Task to complete: Rewrite the listing from its beginning up to and including the line with "(1160, 362)", changing "concrete block wall" to "cinder block wall" and keeping everything else the same. Omit the picture from your answer.

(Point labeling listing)
=====
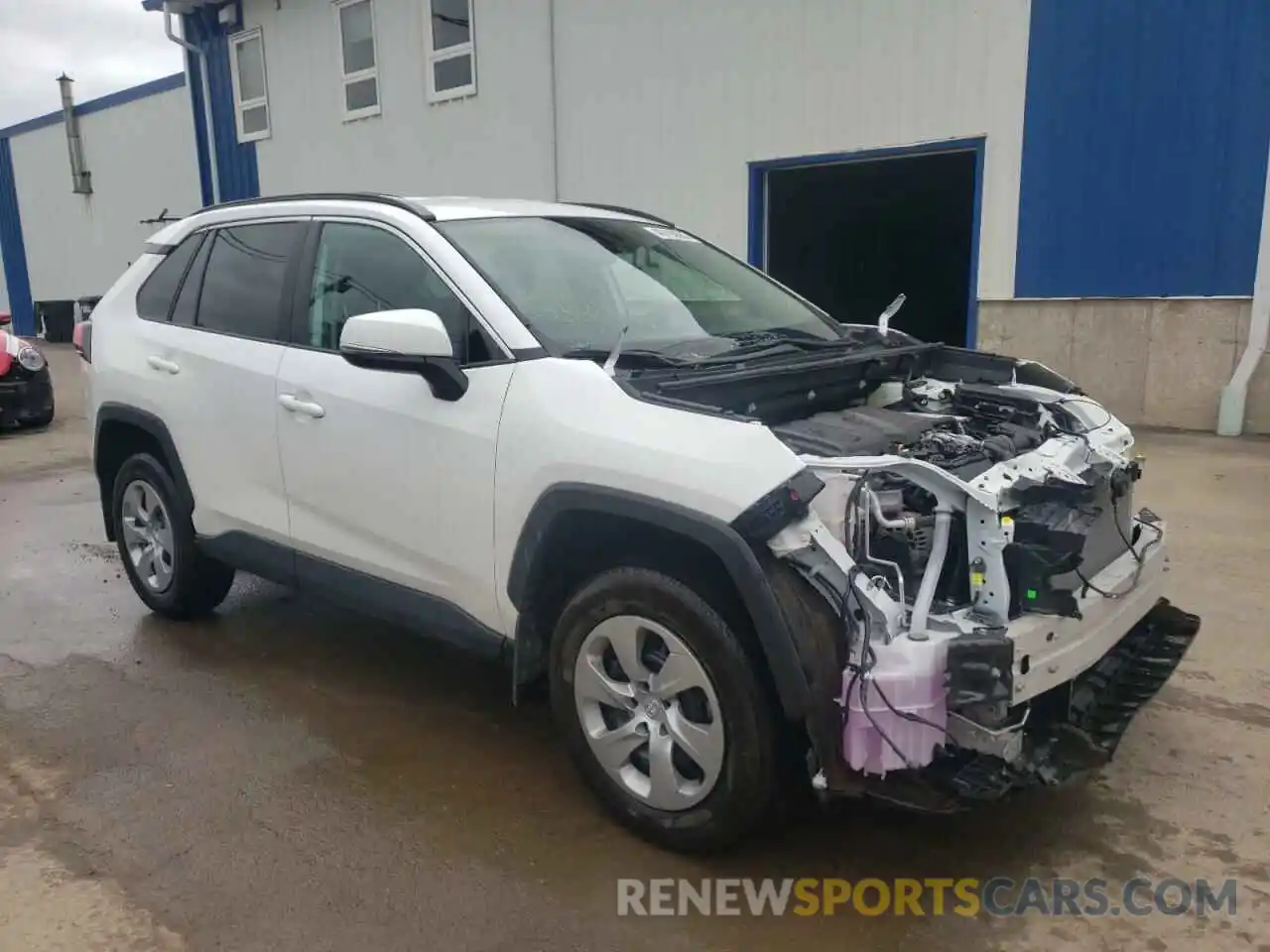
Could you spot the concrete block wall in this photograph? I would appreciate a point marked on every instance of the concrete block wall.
(1160, 362)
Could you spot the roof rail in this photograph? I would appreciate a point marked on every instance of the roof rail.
(622, 209)
(395, 200)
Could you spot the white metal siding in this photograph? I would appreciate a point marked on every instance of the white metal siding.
(143, 159)
(495, 143)
(663, 103)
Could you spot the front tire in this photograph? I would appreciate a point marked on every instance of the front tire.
(155, 535)
(662, 711)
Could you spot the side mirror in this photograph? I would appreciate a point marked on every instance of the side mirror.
(408, 340)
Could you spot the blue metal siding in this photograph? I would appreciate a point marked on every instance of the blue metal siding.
(236, 167)
(13, 250)
(1144, 148)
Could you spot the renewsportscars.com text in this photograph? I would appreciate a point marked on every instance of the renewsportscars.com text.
(997, 896)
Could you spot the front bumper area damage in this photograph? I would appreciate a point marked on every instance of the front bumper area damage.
(1010, 652)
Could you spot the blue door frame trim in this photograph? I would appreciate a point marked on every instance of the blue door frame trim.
(236, 168)
(757, 236)
(13, 250)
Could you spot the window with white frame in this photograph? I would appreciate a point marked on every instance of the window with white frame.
(451, 50)
(250, 89)
(358, 60)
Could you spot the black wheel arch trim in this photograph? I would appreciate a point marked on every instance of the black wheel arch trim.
(154, 426)
(733, 551)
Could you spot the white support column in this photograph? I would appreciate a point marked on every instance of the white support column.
(1234, 395)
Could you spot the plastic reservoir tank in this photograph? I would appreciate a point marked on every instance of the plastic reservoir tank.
(911, 675)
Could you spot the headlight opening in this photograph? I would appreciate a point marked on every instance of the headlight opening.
(31, 358)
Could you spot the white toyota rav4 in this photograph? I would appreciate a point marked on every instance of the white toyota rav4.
(740, 540)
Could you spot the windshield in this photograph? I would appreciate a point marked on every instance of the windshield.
(579, 282)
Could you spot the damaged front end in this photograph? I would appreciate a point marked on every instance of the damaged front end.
(989, 611)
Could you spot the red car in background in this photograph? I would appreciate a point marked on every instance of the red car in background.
(26, 385)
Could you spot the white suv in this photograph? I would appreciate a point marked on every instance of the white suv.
(739, 540)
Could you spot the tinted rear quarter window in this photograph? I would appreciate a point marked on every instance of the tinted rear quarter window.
(187, 301)
(243, 285)
(154, 298)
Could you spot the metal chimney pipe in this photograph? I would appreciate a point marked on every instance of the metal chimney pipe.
(81, 179)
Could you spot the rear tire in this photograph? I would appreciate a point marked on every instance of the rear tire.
(691, 770)
(155, 535)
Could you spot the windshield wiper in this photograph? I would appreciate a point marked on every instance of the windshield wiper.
(627, 356)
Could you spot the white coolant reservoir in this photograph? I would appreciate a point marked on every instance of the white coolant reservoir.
(830, 502)
(911, 676)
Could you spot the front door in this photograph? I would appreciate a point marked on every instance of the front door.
(382, 477)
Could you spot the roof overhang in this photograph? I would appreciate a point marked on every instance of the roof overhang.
(182, 7)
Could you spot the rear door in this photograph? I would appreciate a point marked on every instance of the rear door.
(213, 363)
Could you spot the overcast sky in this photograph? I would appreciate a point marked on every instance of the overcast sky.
(103, 45)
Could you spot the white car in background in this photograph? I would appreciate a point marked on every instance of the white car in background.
(738, 538)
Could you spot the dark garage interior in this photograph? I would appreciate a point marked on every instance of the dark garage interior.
(852, 235)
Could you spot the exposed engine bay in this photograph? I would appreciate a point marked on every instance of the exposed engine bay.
(993, 597)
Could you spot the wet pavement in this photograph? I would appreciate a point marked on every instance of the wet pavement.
(289, 775)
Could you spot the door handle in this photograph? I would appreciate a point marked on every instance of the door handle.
(293, 404)
(164, 365)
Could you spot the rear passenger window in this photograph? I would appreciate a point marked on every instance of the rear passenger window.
(187, 301)
(154, 298)
(241, 290)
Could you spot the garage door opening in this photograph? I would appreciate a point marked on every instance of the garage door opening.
(851, 232)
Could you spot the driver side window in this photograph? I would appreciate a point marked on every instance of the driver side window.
(361, 270)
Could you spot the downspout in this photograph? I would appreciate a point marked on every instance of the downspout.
(1234, 395)
(207, 99)
(556, 123)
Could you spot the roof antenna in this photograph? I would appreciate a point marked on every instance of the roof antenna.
(892, 308)
(616, 352)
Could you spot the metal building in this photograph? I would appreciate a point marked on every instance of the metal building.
(1082, 181)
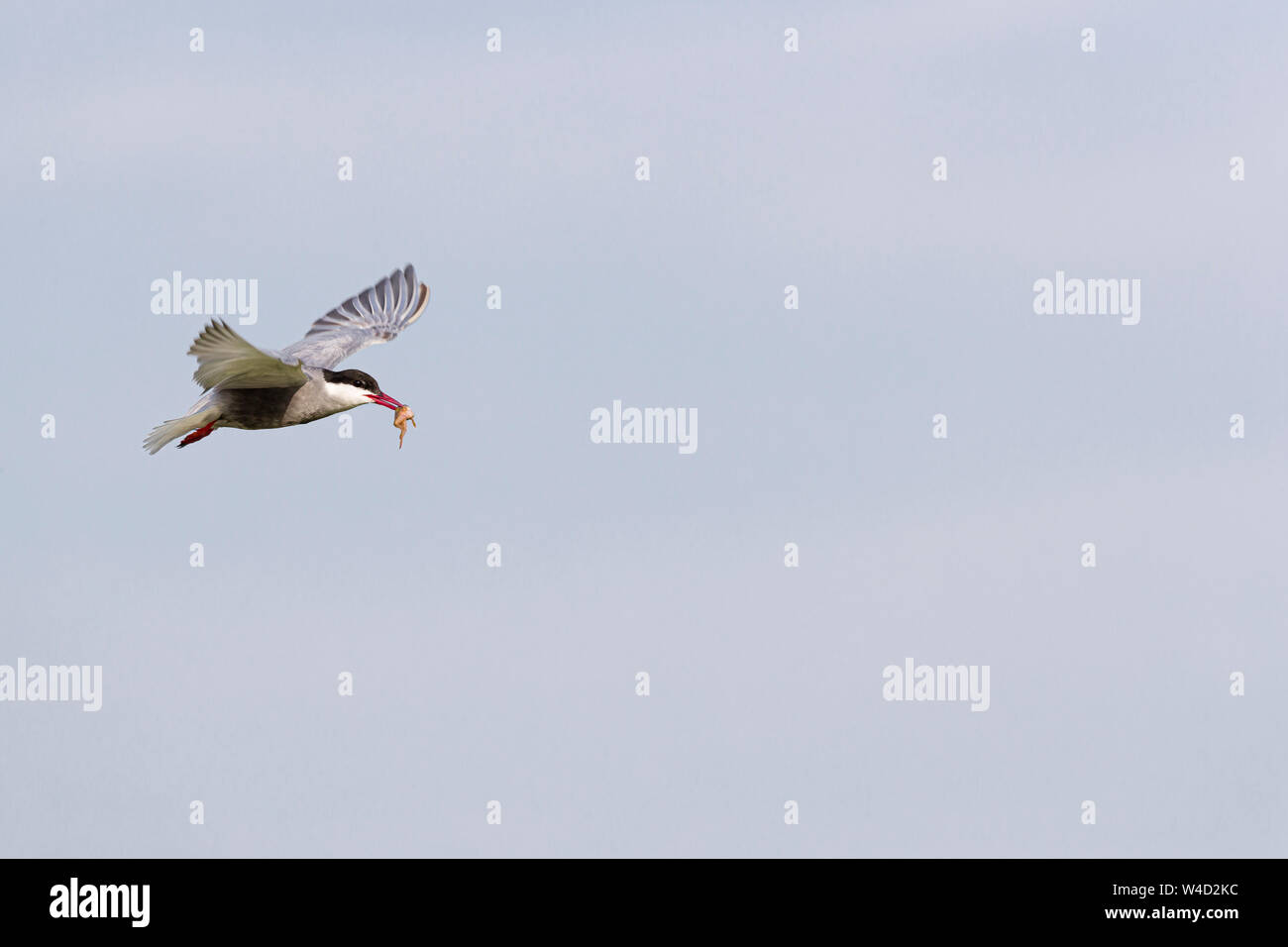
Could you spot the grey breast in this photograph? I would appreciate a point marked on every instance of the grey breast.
(258, 407)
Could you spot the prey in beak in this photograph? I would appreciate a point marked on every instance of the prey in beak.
(381, 398)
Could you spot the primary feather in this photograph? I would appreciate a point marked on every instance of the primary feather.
(374, 316)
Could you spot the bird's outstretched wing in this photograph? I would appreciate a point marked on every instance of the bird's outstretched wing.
(374, 316)
(227, 360)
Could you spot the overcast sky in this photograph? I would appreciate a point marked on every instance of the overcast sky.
(768, 169)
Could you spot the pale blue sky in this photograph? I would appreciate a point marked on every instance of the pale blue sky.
(516, 169)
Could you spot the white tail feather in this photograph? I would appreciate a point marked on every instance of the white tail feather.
(167, 431)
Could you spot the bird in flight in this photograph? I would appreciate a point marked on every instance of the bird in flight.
(254, 388)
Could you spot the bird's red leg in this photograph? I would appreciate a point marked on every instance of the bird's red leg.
(197, 434)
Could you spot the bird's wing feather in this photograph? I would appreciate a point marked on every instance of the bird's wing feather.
(227, 360)
(374, 316)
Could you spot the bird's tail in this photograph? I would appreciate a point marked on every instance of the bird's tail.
(167, 431)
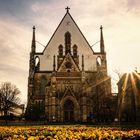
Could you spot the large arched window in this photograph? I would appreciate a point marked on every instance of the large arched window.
(67, 42)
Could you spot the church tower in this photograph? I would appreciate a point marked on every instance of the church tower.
(66, 78)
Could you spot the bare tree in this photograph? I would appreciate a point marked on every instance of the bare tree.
(8, 97)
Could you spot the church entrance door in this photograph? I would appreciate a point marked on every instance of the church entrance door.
(68, 111)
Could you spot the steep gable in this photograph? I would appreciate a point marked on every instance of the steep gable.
(67, 25)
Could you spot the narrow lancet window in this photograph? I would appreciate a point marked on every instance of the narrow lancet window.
(67, 43)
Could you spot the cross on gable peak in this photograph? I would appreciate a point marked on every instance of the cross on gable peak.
(67, 9)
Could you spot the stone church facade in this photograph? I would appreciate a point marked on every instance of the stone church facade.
(68, 81)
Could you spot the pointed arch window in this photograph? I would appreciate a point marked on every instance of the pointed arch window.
(60, 50)
(37, 63)
(99, 61)
(75, 50)
(67, 42)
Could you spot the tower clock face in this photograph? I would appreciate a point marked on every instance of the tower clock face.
(68, 65)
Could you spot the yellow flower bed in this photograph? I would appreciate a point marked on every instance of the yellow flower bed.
(67, 133)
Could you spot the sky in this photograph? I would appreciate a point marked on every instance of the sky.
(120, 19)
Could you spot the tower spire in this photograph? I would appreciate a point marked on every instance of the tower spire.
(33, 47)
(102, 41)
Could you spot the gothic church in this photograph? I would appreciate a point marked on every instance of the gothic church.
(68, 80)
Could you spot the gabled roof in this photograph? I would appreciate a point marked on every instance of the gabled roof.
(68, 14)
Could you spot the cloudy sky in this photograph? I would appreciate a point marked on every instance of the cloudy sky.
(120, 19)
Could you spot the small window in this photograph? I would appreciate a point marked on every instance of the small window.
(75, 50)
(37, 63)
(61, 50)
(99, 61)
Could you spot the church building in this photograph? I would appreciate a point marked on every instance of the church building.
(68, 81)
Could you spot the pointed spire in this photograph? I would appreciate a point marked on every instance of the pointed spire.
(102, 41)
(33, 41)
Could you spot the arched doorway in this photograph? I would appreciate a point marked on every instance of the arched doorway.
(68, 111)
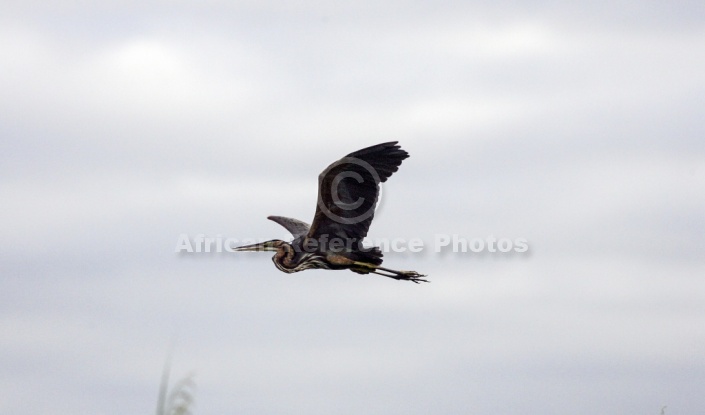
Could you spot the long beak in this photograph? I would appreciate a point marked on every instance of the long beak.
(263, 246)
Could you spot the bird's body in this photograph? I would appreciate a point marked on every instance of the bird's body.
(347, 195)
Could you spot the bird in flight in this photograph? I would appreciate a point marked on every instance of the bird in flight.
(347, 195)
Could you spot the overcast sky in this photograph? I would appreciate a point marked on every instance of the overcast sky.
(577, 126)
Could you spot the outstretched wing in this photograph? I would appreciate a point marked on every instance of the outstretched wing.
(295, 226)
(348, 191)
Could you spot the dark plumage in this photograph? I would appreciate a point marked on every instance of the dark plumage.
(347, 195)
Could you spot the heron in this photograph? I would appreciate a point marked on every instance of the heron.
(348, 191)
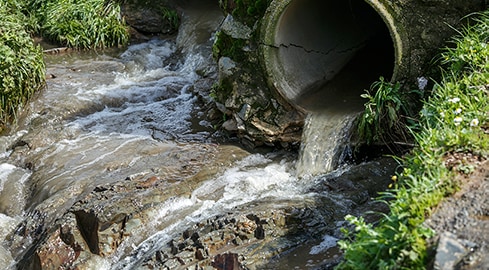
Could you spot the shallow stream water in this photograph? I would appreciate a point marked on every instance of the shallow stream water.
(107, 116)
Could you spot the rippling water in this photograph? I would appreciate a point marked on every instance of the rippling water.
(113, 115)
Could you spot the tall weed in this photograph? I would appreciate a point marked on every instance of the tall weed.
(22, 69)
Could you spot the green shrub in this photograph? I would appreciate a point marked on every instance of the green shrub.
(22, 70)
(453, 120)
(84, 24)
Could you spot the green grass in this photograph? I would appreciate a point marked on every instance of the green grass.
(22, 70)
(84, 24)
(453, 120)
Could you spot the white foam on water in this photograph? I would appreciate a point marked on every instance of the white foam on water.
(153, 99)
(253, 178)
(325, 138)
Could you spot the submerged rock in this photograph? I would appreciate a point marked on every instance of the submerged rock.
(121, 222)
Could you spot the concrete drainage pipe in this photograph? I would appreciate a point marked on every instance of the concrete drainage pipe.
(325, 53)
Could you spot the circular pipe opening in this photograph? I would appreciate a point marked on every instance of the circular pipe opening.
=====
Complete answer:
Could you spot the cinder block wall in this photograph? I would appreciate a point marked on every instance of the cinder block wall.
(1160, 362)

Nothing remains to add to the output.